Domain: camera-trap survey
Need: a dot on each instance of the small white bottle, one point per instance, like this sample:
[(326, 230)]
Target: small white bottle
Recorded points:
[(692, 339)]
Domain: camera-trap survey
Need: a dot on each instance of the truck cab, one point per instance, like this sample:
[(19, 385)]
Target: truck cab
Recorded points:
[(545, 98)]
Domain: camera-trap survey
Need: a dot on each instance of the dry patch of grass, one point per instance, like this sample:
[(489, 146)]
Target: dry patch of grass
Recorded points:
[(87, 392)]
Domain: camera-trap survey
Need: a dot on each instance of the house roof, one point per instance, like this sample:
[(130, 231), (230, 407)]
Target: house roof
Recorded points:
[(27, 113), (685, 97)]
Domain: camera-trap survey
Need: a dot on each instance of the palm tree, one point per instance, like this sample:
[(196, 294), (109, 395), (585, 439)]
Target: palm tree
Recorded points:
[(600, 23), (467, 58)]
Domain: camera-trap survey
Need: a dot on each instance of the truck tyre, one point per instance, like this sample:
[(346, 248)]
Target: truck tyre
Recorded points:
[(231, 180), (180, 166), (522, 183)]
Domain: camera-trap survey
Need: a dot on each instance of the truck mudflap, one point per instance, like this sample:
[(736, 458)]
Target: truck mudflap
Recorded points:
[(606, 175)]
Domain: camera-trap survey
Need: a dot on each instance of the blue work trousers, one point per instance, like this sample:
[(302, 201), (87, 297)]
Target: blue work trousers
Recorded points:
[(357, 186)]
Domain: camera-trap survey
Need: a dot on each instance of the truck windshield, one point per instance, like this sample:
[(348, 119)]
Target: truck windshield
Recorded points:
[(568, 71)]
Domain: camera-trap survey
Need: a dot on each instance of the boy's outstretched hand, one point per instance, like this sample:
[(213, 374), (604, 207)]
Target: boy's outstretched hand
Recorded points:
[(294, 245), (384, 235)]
━━━━━━━━━━━━━━━━
Problem to solve: Rewrite all of the entries above, putting "roadside survey" in place of "camera-trap survey" everywhere it occurs and keeping everything else the same.

Solved problem:
Domain: roadside survey
Need: a dot on each instance of the small white bottle, one point per instance, like this sample:
[(326, 230)]
Target: small white bottle
Recorded points:
[(692, 339)]
Domain: roadside survey
Need: a dot on each instance of the truck cab, one point per instance, like this sample:
[(19, 385)]
Target: truck cab
Recorded points:
[(545, 98)]
Domain: roadside survey
Need: a dot on each instance of the dry patch of grass, one point per instance, like this sample:
[(489, 146)]
Target: dry patch of grass
Recorded points:
[(87, 392)]
Domain: roadside survey
Need: a dot on each instance of the house roof, one point per instance, like this sample:
[(130, 231), (230, 407)]
Target: house roof
Recorded points:
[(27, 113), (685, 97)]
Domain: roadside survey
Need: a dot on each instance of the palm tree, one point per instance, like this sample:
[(196, 294), (109, 395), (585, 439)]
Target: palm tree
Recorded points:
[(600, 23), (467, 58)]
Domain: roadside survey
Need: a dot on each instance of the truck tyre, one point per instance, like this sample:
[(346, 248)]
Target: truck tyre
Recorded points:
[(231, 180), (180, 166), (522, 183)]
Domain: roadside survey
Need: a dot on each instance of the truck mudflap, one point per instance, like this sample:
[(736, 458)]
Target: truck mudflap
Recorded points:
[(606, 175)]
Domain: roadside survey
Need: a dot on each instance of the blue work trousers, one point per instance, like this sample:
[(302, 201), (87, 297)]
Target: blue work trousers
Recorded points:
[(357, 186)]
Domain: roadside survey
Need: a dot on each instance of the truck windshield, one point per instance, like this sample:
[(348, 119)]
Target: truck windshield
Recorded points:
[(568, 71)]
Domain: roadside survey
Need: a dot on each instance of the boy's outstretched hand, one point per instance, like this sample:
[(213, 374), (604, 207)]
Target: boy's outstretched hand
Recorded points:
[(294, 245), (384, 235)]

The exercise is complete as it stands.